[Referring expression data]
+++++
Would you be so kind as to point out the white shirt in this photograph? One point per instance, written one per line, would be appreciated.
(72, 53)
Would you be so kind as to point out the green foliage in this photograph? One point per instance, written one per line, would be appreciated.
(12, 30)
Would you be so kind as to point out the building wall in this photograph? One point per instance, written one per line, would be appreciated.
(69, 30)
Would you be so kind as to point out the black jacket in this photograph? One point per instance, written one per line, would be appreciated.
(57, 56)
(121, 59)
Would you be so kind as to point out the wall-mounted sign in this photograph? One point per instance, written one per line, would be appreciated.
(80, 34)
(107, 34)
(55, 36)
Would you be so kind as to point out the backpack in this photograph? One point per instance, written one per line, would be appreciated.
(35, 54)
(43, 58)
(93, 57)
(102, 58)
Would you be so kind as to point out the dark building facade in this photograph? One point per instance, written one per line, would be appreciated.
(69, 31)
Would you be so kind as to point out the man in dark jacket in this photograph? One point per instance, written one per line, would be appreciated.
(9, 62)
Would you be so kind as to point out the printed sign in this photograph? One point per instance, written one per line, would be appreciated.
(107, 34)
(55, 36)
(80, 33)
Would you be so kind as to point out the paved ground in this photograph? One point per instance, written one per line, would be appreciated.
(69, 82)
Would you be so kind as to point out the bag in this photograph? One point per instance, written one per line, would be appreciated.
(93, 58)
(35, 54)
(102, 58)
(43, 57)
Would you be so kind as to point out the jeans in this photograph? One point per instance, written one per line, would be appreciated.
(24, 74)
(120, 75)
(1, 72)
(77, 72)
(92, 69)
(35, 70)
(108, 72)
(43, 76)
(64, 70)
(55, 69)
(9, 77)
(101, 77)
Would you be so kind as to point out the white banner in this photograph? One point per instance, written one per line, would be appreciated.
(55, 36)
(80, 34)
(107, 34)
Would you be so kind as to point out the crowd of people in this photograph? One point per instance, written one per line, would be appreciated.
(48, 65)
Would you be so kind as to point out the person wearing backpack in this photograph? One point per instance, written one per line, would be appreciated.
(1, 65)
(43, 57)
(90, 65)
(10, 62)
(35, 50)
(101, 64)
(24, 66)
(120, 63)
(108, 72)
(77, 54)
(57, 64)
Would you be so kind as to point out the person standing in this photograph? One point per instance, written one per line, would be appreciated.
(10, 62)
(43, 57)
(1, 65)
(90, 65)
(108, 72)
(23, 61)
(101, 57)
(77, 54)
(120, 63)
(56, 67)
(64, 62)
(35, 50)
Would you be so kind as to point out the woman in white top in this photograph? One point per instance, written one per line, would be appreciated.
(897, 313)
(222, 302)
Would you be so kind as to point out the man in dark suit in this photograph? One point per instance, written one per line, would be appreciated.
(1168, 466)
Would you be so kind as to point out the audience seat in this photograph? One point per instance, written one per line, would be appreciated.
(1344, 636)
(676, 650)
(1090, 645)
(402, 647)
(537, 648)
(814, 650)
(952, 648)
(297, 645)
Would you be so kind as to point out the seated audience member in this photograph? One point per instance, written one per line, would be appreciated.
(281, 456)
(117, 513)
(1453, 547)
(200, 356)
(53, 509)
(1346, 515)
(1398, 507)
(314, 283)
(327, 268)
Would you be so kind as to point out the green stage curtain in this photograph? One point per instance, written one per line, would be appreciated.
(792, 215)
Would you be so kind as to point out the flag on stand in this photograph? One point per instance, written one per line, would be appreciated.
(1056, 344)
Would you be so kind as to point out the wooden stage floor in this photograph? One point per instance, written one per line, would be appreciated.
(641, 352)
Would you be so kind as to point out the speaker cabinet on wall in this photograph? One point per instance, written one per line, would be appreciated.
+++++
Set the records above down again. Match them exactly.

#### Result below:
Would you be so kind as to point out the white shirt in this photograph? One point per instance, written one per line, would be appreciated.
(72, 53)
Would you be so kind as to point out the green foliage in this photograph? One point per instance, written one per line, would be appreciated.
(12, 30)
Would you be so kind as to point out the building wall in this photograph? One point per instance, written one per line, would be appreciated.
(69, 30)
Would you be so kind as to point out the black jacket in this photograph? One point per instance, written one per line, would be appreciated.
(57, 56)
(121, 59)
Would you be so kind as to point out the wall-mounted sign in this photograph? One point per instance, written one per line, would be appreciated.
(80, 34)
(107, 34)
(55, 36)
Would you be so kind as to point out the backpack in this photograph? One point per instance, written one per line, would be appreciated.
(35, 54)
(43, 58)
(93, 57)
(102, 58)
Would you be so kind as to point out the dark building facade in this photograph? One point per instance, written one per line, would be appreciated.
(69, 31)
Would you be so kind as to point out the man in dark jacket in this photograph? One point per instance, written one per line, would be appreciated.
(9, 62)
Would you be so kind as to point out the printed sign in this photograph? One point per instance, written one per line, would be appreciated.
(107, 34)
(55, 36)
(80, 33)
Would you be so kind as to point out the paved ground in this photograph? One point per instance, written one per line, would be appreciated.
(69, 82)
Would you be so kind as to point out the bag in this photograph? One point per instance, written one per line, would be appreciated.
(93, 58)
(35, 54)
(102, 58)
(43, 57)
Would you be so kind as to point out the jeans in this photograph? One point per instance, written one per line, would be appreciated.
(24, 74)
(120, 75)
(1, 72)
(77, 72)
(92, 69)
(35, 70)
(108, 72)
(43, 76)
(64, 70)
(55, 69)
(9, 77)
(101, 77)
Would you be so kind as to point out the white banner in this photograph? One point per instance, written one per line, would be appreciated.
(55, 36)
(80, 34)
(107, 34)
Would you be so kind as to point out the crowd of people in this photograph? One point per instance, written one per line, would be appreciated.
(48, 65)
Would you be so kind as to point out the person wearing backpack in this photograph? One point per instance, written one per line, would be appreciated.
(1, 65)
(43, 57)
(90, 65)
(10, 62)
(35, 50)
(101, 64)
(24, 66)
(120, 63)
(108, 72)
(77, 54)
(57, 64)
Would you be so kind as to point out the person standing in this photograph? One point per instance, written one per line, would be appreciated.
(10, 62)
(43, 57)
(1, 65)
(90, 65)
(108, 72)
(23, 61)
(101, 57)
(77, 54)
(120, 63)
(56, 67)
(64, 62)
(35, 50)
Would you be so kind as to point out the woman in white top in this photograph? One point per instance, written one per line, would be appreciated.
(897, 313)
(222, 302)
Would you be so kind as to point out the man in dark suit in this photograph? One point per instance, written one per line, would be appreciated.
(1168, 466)
Would you be so kind as to point out the audience seat in this photograph? One point per instance, written one per line, would be appreciated.
(1344, 636)
(676, 650)
(1090, 645)
(402, 647)
(537, 648)
(814, 650)
(952, 648)
(297, 645)
Would you be so kind as to point out the seated audience member in this photograph? One point per instance, written one per line, would be appreciated.
(281, 456)
(117, 513)
(1453, 547)
(200, 356)
(53, 509)
(1346, 515)
(1398, 507)
(314, 283)
(327, 268)
Would you be so kind as to point out the green stage curtain in this photograph? One point per instance, written one per line, would be appreciated.
(792, 215)
Would you be so kind as to point out the flag on stand in this photograph? One point per instance, written one per line, would be appreciated.
(1056, 344)
Would you be so kind as to point out the wooden stage floor in this photograph? One point per instance, written one per line, would be appreciated.
(641, 352)
Would you be so kind as to point out the speaker cabinet on wall in this photograph? One point per instance, written one per line, would be appreciated.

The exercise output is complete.